:: Records shown ::
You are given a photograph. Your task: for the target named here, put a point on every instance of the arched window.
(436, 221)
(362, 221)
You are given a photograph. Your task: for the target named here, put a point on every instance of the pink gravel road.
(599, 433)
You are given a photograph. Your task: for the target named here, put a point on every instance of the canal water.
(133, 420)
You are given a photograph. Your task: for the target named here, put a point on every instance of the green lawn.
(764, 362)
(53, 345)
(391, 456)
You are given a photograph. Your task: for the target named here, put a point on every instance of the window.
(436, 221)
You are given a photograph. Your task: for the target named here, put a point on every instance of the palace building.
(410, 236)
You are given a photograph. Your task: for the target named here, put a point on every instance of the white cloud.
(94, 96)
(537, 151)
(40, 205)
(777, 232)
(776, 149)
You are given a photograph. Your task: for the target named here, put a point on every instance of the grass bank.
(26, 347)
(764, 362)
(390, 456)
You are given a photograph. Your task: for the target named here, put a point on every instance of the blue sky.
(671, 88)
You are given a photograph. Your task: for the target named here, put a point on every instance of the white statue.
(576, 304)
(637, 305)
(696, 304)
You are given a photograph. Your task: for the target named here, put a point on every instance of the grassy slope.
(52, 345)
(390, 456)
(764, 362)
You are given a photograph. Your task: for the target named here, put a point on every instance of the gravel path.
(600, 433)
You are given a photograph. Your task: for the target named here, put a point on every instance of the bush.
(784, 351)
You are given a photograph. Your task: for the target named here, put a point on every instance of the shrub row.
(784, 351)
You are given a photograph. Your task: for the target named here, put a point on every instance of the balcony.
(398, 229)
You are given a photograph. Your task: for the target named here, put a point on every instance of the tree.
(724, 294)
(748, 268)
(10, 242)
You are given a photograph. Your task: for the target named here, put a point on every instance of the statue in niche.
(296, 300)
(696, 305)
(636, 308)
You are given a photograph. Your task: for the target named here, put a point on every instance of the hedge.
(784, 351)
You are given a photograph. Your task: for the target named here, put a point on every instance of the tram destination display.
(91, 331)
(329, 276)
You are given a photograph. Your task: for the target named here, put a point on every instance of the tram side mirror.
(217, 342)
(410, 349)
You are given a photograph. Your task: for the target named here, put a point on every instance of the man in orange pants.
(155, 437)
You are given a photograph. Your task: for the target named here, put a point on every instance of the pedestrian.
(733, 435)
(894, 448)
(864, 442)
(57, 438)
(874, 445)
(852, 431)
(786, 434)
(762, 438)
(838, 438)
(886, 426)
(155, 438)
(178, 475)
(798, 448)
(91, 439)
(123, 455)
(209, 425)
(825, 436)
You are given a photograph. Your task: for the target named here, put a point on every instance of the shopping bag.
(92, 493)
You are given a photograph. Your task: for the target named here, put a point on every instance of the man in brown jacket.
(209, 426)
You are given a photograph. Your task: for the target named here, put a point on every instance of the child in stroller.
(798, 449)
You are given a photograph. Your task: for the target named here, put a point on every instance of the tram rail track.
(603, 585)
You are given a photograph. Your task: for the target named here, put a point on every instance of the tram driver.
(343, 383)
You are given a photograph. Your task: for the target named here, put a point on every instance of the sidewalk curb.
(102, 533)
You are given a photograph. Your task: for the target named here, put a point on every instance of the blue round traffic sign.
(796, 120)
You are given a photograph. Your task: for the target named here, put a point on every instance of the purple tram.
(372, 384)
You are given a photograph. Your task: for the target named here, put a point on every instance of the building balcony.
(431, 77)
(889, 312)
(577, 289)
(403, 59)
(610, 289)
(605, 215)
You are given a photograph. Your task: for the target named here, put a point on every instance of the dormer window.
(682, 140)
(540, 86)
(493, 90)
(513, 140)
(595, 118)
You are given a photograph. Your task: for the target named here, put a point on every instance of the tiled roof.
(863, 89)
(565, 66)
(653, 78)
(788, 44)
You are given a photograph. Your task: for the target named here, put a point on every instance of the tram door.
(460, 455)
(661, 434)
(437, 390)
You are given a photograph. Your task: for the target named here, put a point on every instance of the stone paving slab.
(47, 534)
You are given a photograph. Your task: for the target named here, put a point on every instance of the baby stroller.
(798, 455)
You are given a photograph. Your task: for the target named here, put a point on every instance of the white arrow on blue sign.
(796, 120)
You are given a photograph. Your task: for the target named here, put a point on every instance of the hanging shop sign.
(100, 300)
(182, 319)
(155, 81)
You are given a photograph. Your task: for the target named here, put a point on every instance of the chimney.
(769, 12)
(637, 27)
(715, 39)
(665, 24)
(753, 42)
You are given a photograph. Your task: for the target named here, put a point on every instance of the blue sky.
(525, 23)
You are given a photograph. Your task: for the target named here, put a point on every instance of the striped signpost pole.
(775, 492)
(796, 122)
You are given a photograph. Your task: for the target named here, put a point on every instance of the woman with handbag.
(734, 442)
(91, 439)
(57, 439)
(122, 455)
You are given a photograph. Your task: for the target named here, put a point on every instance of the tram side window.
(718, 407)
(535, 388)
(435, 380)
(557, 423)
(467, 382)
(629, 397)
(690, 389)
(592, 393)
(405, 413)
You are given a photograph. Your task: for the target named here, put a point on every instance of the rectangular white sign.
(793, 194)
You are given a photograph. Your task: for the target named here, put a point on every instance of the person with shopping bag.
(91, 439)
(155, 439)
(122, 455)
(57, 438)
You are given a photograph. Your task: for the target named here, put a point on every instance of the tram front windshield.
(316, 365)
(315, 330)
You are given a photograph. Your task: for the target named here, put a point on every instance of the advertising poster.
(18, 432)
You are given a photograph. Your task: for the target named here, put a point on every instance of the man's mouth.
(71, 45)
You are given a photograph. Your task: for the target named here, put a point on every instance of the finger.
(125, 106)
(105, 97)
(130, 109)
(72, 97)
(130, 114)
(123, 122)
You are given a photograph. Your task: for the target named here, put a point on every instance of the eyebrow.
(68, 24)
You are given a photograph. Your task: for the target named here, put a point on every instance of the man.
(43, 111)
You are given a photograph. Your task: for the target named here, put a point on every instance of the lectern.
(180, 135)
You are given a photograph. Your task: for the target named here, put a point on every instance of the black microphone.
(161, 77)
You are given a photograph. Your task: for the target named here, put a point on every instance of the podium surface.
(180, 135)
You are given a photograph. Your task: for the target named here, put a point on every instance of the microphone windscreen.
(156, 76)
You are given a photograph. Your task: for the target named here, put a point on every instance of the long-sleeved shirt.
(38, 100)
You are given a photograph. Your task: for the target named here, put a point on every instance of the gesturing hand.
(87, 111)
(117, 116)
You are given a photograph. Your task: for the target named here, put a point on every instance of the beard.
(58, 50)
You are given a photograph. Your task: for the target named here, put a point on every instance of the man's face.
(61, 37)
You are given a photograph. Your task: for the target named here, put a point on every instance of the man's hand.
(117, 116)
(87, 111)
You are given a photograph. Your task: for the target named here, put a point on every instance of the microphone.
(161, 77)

:: What to do ::
Reproduce only the lines running from the one with "the podium surface." through the final line of the listing above, both ends included.

:: Task result ::
You are given a photograph. Your task: for the target named here, put a point on every instance of the podium surface.
(180, 135)
You are given a photograph. Your task: for the target named here, put a point on every instance of the microphone windscreen.
(156, 76)
You are given a photograph. Your task: for the target named here, put a point on every instance of the long-sleeved shirt.
(38, 100)
You are given a photograph. Your task: for the target named here, put a point on every instance of the gesturing hand.
(87, 111)
(117, 116)
You are given a photograph. Your task: for the target named here, put a point on every instance of the beard.
(58, 50)
You are given a photograph. Your task: for the target named here, put a point on every instance of the man's face.
(61, 37)
You are given a photograph. Your task: for the target named here, put a point on every instance of the man's hand.
(117, 116)
(87, 111)
You are given a photograph. Your task: for the target named here, put a point on every instance of the microphone.
(161, 77)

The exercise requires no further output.